Excerpt provided:
* * *

The Chinese public wants answers, and decisive government action, after learning that two vaccine manufacturers distributed substandard products.
BEIJING— Following recent revelations of a data falsification and faulty product scandal involving Changsheng Bio-Technology, one of China's major vaccine manufacturers, authorities have arrested 15 people — including the company president — on suspicion of criminal behavior.
Located in the northeastern city of Changchun, Changsheng is accused of fabricating production and inspection records related to a rabies vaccine regularly given to infants, and of distributing substandard doses of its DPT vaccine, used against diphtheria, whooping cough and tetanus. A second vaccine producer, Wuhan Biotech, is also thought to have sold hundreds of thousands of faulty DPT vaccines, which are mandatory for Chinese children.

* * *

Record set:
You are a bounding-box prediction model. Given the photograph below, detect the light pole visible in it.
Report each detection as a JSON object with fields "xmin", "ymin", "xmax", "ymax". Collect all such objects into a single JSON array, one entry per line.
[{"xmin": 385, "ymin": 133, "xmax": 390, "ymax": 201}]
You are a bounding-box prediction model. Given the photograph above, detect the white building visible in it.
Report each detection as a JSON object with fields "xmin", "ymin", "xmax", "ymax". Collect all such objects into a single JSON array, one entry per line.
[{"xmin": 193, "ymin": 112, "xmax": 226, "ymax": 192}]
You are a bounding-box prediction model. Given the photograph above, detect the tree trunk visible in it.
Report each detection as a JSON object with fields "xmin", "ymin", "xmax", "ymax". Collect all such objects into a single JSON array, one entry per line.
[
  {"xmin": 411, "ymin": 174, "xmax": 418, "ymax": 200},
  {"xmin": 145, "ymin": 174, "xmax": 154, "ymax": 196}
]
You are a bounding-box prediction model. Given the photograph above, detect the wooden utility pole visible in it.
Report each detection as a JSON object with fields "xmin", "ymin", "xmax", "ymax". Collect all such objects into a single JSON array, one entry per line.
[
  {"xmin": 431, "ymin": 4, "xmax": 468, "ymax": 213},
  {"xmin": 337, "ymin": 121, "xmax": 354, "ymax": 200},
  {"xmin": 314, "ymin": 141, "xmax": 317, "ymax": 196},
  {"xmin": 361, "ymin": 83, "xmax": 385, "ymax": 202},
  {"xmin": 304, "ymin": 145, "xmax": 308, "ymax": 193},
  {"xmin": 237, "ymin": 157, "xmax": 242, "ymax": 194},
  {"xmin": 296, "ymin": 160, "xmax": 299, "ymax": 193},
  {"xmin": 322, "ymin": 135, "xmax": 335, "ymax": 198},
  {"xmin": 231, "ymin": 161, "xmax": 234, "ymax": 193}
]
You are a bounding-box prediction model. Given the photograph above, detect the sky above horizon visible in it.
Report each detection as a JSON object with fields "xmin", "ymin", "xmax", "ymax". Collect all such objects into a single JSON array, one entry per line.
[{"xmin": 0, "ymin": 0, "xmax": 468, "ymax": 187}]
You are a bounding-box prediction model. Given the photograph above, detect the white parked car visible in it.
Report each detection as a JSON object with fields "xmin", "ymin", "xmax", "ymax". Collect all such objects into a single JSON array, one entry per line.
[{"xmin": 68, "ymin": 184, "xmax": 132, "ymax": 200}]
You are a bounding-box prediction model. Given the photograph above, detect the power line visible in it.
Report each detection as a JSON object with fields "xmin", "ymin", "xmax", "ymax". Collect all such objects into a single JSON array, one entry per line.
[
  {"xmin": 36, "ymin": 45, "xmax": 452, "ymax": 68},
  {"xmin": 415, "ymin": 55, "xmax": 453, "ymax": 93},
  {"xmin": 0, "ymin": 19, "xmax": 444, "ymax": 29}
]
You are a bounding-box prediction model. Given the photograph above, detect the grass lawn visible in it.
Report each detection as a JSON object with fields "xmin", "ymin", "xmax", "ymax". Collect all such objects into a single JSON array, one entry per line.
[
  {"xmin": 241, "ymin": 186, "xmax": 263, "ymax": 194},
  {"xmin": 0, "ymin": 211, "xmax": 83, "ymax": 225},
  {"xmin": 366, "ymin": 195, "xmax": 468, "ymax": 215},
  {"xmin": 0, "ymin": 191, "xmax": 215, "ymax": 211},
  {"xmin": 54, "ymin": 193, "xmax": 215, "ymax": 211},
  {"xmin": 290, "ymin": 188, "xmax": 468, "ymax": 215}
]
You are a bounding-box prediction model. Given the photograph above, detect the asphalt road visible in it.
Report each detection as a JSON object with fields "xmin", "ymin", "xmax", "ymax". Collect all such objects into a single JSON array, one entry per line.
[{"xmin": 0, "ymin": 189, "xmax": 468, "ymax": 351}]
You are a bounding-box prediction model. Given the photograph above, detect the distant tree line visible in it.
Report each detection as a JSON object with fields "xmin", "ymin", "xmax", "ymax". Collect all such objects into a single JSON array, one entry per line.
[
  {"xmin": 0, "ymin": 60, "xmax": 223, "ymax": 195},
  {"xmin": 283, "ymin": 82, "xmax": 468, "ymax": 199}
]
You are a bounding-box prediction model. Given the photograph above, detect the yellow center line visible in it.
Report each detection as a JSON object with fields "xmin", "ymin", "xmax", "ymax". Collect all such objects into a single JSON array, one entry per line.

* * *

Things to do:
**A.** In the article on China's vaccine scandal, why does the Chinese public want answers and decisive government action? Answer in one to three sentences.
**B.** Render this sentence from the article on China's vaccine scandal in Spanish: "The Chinese public wants answers, and decisive government action, after learning that two vaccine manufacturers distributed substandard products."
**C.** Transcribe the part of the article on China's vaccine scandal starting at "BEIJING— Following recent" and ending at "for Chinese children.".

Solutions below:
**A.** The public wants answers and decisive action because it learned that two vaccine manufacturers distributed substandard products.

**B.** El público chino quiere respuestas, y una acción decidida del gobierno, tras enterarse de que dos fabricantes de vacunas distribuyeron productos deficientes.

**C.**
BEIJING— Following recent revelations of a data falsification and faulty product scandal involving Changsheng Bio-Technology, one of China's major vaccine manufacturers, authorities have arrested 15 people — including the company president — on suspicion of criminal behavior.
Located in the northeastern city of Changchun, Changsheng is accused of fabricating production and inspection records related to a rabies vaccine regularly given to infants, and of distributing substandard doses of its DPT vaccine, used against diphtheria, whooping cough and tetanus. A second vaccine producer, Wuhan Biotech, is also thought to have sold hundreds of thousands of faulty DPT vaccines, which are mandatory for Chinese children.